KUTIPAN TEKS »
"""
Senin, 29 Januari 2018

Mendudukkan Nalar LGBT

Mendudukkan Nalar LGBT
Imam Nawawi  ;  Sekretaris Jenderal Syabab (Pemuda) Hidayatullah
                                                   REPUBLIKA, 29 Januari 2018



                                                           
Publik kembali dibuat masygul dengan tidak hentinya isu LGBT mengambil ruang begitu besar di khalayak. Padahal, rasio, konsitusi, data, dan argumentasi yang disampaikan para pakar melalui berbagai forum publik sangat gamblang membuktikan bahwa LGBT tidak sesuai fitrah manusia, inkonstitusional, amoral, bahkan dapat mengakibatkan pemiskinan negara.

Namun, seperti sesuatu yang dipaksakan, LGBT terus menggelinding masuk ke ruang-ruang vital di dalam negeri ini, sehingga LGBT bukan lagi sebatas diskusi dan debat. Melainkan telah merangsek lebih jauh ke dalam ranah legislatif.

Pro-kontra tentang status, hukum, dan eksistensi LGBT akan menjadi legal atau ilegal di negeri yang meyakini sila Ketuhanan Yang Maha Esa ini. Jika LGBT di DPR telah masuk wilayah pro-kontra maka ujungnya bisa ditebak, voting akan menjadi penentu penyelesaian status hukum LGBT di Indonesia.

Sekalipun ratusan juta rakyat Indonesia menolak, jika anggota DPR menutup telinga dan nuraninya dari kebenaran dan lebih mementingkan kesenangan dirinya sendiri, maka voting akan menghasilkan suara pro LGBT lebih besar daripada yang kontra. Dan, itu berarti LGBT mendapatkan kebebasan di negeri ini. Pertanyaannya, apa dasar yang membuat pengasong isu LGBT terus berargumen di negeri ini? Kemudian, mengapa DPR seakan terbelah, menjadi pro dan kontra dalam isu ini?

Dan, argumentasi ilmiah apa yang menunjukkan Indonesia sangat butuh LGBT? Pertama, jika kita cermati, hampir semua pengasong ide LGBT menjadikan hak asasi manusia (HAM) sebagai dasar berpikir mereka. Menarik di sini kita bedah pijakan mereka ini, sebab mereka menganggap HAM seperti orang beriman bersikap terhadap kitab sucinya.

Dengan kata lain, mereka meyakini HAM sebagai satu-satunya sumber kebenaran (baca: agama) dan “memaksa” orang lain mengakuinya. Di sisi lain, mereka menolak orang lain meyakini agama sebagai sumber berpikir. Karena itu, nyaris semua pembela paham LGBT terkesan agak bahkan sangat anti terhadap agama, terutama Islam. Untuk mendiskreditkan ajaran agama, mereka menggunakan diskrimasi sebagai senjata untuk melemahkan pandangan agama terhadap para pengasong ide LGBT.
"""
Catatan yang termuat dalam sebuah dataset »
"""
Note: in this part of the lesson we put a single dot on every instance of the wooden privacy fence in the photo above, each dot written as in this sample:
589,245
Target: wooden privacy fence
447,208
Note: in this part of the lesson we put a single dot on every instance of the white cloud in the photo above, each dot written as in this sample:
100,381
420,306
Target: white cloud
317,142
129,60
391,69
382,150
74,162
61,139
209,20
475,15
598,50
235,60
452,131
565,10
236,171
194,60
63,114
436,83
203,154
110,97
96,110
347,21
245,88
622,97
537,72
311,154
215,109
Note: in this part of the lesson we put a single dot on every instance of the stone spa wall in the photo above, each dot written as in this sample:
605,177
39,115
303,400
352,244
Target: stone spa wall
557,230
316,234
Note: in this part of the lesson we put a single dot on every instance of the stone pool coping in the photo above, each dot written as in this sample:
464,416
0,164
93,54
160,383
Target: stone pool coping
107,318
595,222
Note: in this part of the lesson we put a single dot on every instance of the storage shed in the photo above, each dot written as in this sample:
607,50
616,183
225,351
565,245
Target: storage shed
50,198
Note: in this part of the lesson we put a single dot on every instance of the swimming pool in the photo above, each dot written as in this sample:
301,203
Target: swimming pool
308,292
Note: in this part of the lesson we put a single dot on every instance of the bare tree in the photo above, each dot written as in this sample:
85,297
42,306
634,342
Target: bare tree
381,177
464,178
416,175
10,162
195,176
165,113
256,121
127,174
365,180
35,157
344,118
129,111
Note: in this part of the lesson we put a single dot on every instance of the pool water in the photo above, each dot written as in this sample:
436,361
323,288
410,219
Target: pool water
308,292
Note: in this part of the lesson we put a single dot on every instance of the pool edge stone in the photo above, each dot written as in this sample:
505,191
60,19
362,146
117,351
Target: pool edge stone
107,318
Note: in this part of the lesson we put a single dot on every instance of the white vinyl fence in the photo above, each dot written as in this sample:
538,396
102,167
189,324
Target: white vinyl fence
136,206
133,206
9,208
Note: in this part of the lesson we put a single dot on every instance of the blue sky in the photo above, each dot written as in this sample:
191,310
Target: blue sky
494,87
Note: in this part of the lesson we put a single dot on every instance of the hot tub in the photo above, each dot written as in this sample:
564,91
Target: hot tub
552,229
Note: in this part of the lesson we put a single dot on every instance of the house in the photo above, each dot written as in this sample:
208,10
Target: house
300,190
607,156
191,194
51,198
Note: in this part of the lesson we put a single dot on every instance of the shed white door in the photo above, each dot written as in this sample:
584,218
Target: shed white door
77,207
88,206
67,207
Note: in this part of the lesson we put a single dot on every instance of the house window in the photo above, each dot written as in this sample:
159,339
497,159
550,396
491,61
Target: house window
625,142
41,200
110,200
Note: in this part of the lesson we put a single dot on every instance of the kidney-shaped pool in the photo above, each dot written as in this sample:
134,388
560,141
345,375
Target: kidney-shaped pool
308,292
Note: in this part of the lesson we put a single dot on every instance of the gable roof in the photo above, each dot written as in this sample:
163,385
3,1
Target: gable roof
"""
TUGAS LATIHAN INI »
1: Ringkaslah artikel tentang isu LGBT di atas dalam dua kalimat.
2: Teruskan artikel tentang isu LGBT itu, dimulai tepat setelah kalimat terakhir yang tercantum.

JAWABAN TUGAS »
1: Penulis menilai isu LGBT terus mengambil ruang besar di tengah publik dan kini telah masuk ke ranah legislatif, sehingga status hukumnya di DPR bisa ditentukan melalui voting. Menurut penulis, hampir semua pengasong ide LGBT menjadikan HAM sebagai dasar berpikir dan memperlakukannya seperti kitab suci, sementara mereka menolak agama sebagai sumber berpikir.

2:
Sikap mereka pun seperti kanak-kanak ketimbang orang dewasa. Kala agama memvonis LGBT itu penyakit dan harus disembuhkan, mereka mengadu kepada HAM yang mengakomodasi eksistensi mereka. Kemudian dengan girang mereka berteriak bahwa jangan ada diskriminasi terhadap LGBT. Cara berpikir seperti itu sama dengan posisi anak-anak yang mendapatkan pelajaran dari kedua orang tuanya secara tegas.

Karena si anak tidak paham lantas tidak menyukai sikap kedua orang tuanya tersebut, ia mengadu kepada temannya, “Orang tuaku tidak sebaik orang tuamu. Mereka selalu ingin aku mengikuti kehendak mereka. Padahal, aku ingin kebebasan.”

Jika memang LGBT adalah sebuah pemahaman yang mengandung maslahat dan dibutuhkan umat manusia secara universal, tidak seharusnya LGBT antiagama dan menyerang agama dengan istilah yang mereka bangun sedemikian rupa untuk melengahkan, melemahkan, dan menghilangkan agama dalam nalar publik.

Padahal, pada hakikatnya, saat kaum LGBT kegirangan karena merasa tidak lagi didiskriminasi dengan pengakuan negara terhadap mereka. Negara telah mendiskriminasi para pemeluk agama yang memandang LGBT sebagai penyimpangan, penyakit, dan harus diberangus.

Terlebih, jika merujuk secara empiris, betapa hanya orang-orang yang beriman semata yang siap terdepan menjaga kesatuan dan keutuhan NKRI ini. Kemudian, posisi DPR yang jika benar terbelah soal LGBT. Pertanyaannya, mengapa hal itu bisa terjadi?

Sebagai wakil rakyat, semestinya anggota dewan di Senayan secara otomatis mampu bersikap secara tegas, menolak LGBT dilegalkan. Tidak kemudian malah terbelah ada yang pro dan ada yang kontra.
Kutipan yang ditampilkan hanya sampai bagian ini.